- _DIRECTIVE_
Transcribe the lines exactly, beginning with the one that contains "For the green tree" and ending with the final line of the records. Do not transcribe pictures.

(Excerpts of pointing data)
^^^^^^^^^^^^^^^^
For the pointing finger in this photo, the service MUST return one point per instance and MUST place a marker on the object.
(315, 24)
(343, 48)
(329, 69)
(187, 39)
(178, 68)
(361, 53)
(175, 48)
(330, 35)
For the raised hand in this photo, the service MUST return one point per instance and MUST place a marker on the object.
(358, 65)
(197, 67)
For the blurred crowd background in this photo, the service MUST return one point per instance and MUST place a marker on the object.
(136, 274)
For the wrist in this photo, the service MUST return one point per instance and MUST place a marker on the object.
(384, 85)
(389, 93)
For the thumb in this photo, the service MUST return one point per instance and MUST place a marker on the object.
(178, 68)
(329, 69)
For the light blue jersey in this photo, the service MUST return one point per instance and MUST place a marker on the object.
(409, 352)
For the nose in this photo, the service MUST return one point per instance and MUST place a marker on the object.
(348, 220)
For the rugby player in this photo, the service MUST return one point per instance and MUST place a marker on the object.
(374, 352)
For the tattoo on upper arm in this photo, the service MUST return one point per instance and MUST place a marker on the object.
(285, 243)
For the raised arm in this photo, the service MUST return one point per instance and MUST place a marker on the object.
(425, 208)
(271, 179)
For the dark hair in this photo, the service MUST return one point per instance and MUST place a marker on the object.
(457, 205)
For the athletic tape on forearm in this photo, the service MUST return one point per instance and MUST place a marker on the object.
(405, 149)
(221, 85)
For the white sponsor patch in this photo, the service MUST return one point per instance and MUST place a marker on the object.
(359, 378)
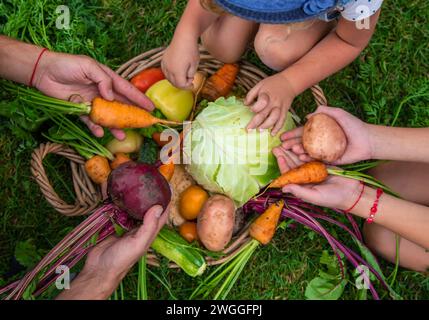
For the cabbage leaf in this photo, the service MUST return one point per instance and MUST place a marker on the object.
(224, 158)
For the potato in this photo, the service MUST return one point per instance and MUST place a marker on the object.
(323, 138)
(180, 181)
(132, 143)
(216, 222)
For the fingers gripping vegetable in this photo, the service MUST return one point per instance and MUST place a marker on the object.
(111, 114)
(176, 104)
(132, 143)
(98, 169)
(188, 231)
(323, 138)
(114, 114)
(216, 222)
(264, 227)
(167, 170)
(220, 83)
(310, 172)
(136, 188)
(180, 181)
(120, 158)
(145, 79)
(192, 201)
(198, 82)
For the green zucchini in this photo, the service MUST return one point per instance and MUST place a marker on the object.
(172, 246)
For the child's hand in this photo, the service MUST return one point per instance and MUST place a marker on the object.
(334, 192)
(358, 138)
(274, 96)
(180, 62)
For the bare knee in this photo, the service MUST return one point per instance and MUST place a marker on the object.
(221, 53)
(274, 52)
(383, 243)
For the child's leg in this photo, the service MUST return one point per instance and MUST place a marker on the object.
(228, 37)
(409, 180)
(279, 46)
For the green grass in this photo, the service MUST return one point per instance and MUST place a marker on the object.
(391, 71)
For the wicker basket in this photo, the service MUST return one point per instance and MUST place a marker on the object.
(88, 196)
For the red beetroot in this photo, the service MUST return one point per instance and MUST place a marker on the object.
(136, 187)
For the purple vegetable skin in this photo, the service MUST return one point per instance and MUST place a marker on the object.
(136, 187)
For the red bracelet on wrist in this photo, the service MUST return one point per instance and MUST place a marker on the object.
(357, 200)
(30, 84)
(374, 207)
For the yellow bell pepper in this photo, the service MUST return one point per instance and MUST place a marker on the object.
(176, 104)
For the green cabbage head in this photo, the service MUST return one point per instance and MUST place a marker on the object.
(224, 158)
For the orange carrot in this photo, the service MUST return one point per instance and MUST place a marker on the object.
(156, 136)
(114, 114)
(120, 158)
(167, 170)
(264, 227)
(221, 82)
(310, 172)
(98, 169)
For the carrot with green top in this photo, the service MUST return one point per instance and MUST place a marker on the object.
(110, 114)
(221, 82)
(310, 172)
(264, 227)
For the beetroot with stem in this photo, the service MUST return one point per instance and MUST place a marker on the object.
(136, 187)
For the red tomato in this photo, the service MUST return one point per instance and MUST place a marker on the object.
(145, 79)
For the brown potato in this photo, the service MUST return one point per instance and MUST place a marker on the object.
(216, 222)
(323, 138)
(180, 181)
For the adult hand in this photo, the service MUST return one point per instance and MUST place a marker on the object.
(180, 61)
(274, 96)
(80, 78)
(109, 261)
(357, 133)
(334, 192)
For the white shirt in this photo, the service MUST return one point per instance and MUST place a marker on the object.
(356, 10)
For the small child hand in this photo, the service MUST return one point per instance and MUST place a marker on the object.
(274, 96)
(180, 62)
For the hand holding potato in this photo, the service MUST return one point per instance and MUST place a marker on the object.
(358, 140)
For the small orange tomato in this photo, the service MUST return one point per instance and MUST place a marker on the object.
(188, 230)
(192, 201)
(167, 170)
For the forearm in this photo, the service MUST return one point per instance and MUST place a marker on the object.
(405, 218)
(403, 144)
(326, 58)
(17, 59)
(195, 20)
(88, 286)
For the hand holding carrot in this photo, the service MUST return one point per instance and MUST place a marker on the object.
(80, 78)
(356, 131)
(270, 100)
(334, 192)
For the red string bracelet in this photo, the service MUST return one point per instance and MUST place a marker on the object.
(374, 207)
(357, 200)
(30, 84)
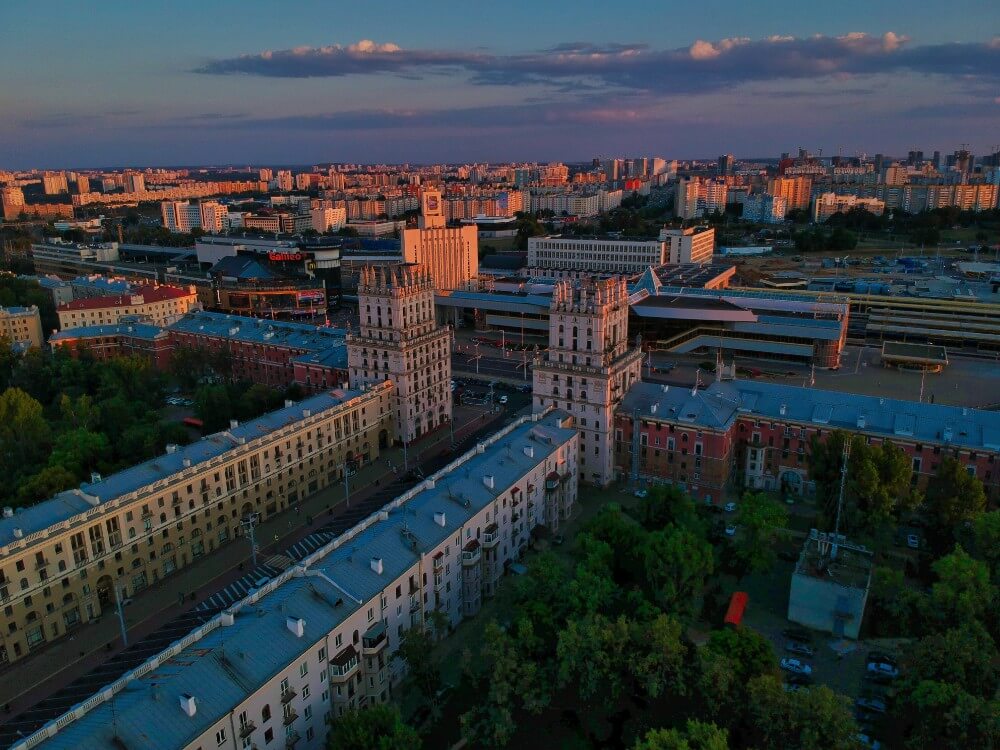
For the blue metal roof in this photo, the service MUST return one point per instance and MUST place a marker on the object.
(223, 667)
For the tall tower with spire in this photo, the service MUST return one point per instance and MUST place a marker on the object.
(400, 340)
(589, 366)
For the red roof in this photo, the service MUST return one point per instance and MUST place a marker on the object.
(737, 605)
(148, 292)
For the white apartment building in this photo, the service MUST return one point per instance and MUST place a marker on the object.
(689, 245)
(597, 254)
(400, 340)
(277, 667)
(588, 366)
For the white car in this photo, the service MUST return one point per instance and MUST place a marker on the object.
(795, 666)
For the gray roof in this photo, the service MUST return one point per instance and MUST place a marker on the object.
(67, 504)
(303, 336)
(718, 405)
(223, 667)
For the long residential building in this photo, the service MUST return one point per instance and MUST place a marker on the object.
(278, 667)
(60, 559)
(275, 353)
(757, 435)
(22, 325)
(152, 303)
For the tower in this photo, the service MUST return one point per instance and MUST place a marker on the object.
(400, 340)
(589, 366)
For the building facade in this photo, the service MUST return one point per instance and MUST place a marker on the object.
(152, 303)
(279, 666)
(22, 325)
(588, 366)
(598, 254)
(61, 559)
(400, 340)
(451, 255)
(757, 435)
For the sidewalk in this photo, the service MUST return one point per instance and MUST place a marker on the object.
(27, 682)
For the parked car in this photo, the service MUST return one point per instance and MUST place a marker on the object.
(795, 666)
(797, 647)
(881, 668)
(871, 704)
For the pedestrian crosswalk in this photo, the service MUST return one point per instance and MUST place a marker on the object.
(240, 588)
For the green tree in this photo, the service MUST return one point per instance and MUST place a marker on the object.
(802, 720)
(953, 496)
(696, 735)
(377, 728)
(759, 521)
(943, 716)
(963, 591)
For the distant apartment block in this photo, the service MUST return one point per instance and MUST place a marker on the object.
(151, 303)
(828, 204)
(22, 325)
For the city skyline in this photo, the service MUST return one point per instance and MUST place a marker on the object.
(149, 86)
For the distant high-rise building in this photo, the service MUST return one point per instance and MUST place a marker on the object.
(589, 366)
(400, 340)
(54, 183)
(451, 255)
(795, 190)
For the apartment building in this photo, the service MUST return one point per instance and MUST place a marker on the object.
(757, 435)
(451, 255)
(61, 559)
(272, 352)
(615, 255)
(119, 340)
(828, 204)
(22, 325)
(151, 303)
(279, 666)
(400, 340)
(689, 245)
(795, 190)
(588, 366)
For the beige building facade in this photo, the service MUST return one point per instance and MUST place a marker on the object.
(589, 366)
(61, 560)
(22, 325)
(400, 340)
(451, 255)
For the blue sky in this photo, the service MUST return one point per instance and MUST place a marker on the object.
(144, 83)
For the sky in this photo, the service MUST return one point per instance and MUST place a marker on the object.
(203, 82)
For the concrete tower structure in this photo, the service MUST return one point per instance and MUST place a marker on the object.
(589, 366)
(400, 341)
(451, 255)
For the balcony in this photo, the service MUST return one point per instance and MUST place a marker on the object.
(471, 554)
(491, 536)
(374, 639)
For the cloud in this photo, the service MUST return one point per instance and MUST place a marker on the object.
(573, 66)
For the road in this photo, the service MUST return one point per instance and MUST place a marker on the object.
(38, 689)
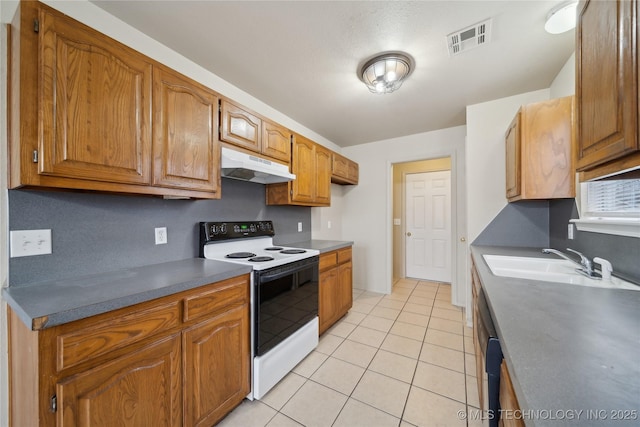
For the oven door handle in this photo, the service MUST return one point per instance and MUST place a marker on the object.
^^^^^^^^^^^^^^^^
- _EXERCISE ANSWER_
For the green tree in this photo, the service MUST return one point per instance and MUST place a marker on the object.
(802, 720)
(953, 496)
(696, 735)
(377, 728)
(759, 521)
(943, 716)
(963, 591)
For the distant apartment block in this photo, the service MUST return one point per instance and MUST place a marker on the object.
(151, 303)
(828, 204)
(22, 325)
For the city skyline in this photo, the service MUST return one point per instance and MUST place a marker on the object.
(149, 86)
For the distant high-rise building in this photo, the service MUST return one point per instance and MUST place a marker on the object.
(589, 366)
(400, 340)
(54, 183)
(451, 255)
(795, 190)
For the apartment building in this photo, the service MUST return one point per instance and MUST place a marker on the object.
(757, 435)
(451, 255)
(61, 559)
(272, 352)
(615, 255)
(119, 340)
(828, 204)
(22, 325)
(151, 303)
(279, 666)
(400, 340)
(689, 245)
(795, 190)
(588, 366)
For the beige building facade in this photo, the service MUST return one point per instance and MUST place a marker on the object.
(589, 366)
(61, 560)
(22, 325)
(400, 340)
(451, 255)
For the blue sky in this photo, the service MUST return one point per instance and MUST place a marker on the object.
(144, 83)
For the sky in this photo, the service MUST return one point per instance and MUST place a marker on the object.
(203, 82)
For the concrete tower structure in this photo, the service MUST return one point per instance and MUST place a marker on the object.
(589, 366)
(400, 341)
(451, 255)
For the balcony in this photo, the service MUST return one point per instance and MUST place a marker on the object.
(471, 554)
(491, 536)
(374, 639)
For the cloud in this photo, the service MUST return one point per instance and MUST place a marker on the object.
(573, 66)
For the road in this photo, the service MUST return one point per instance and MUST place a marker on the object.
(38, 689)
For the oven door handle in this photo, the service MUST return one point per instance and MUST place a marker on the object.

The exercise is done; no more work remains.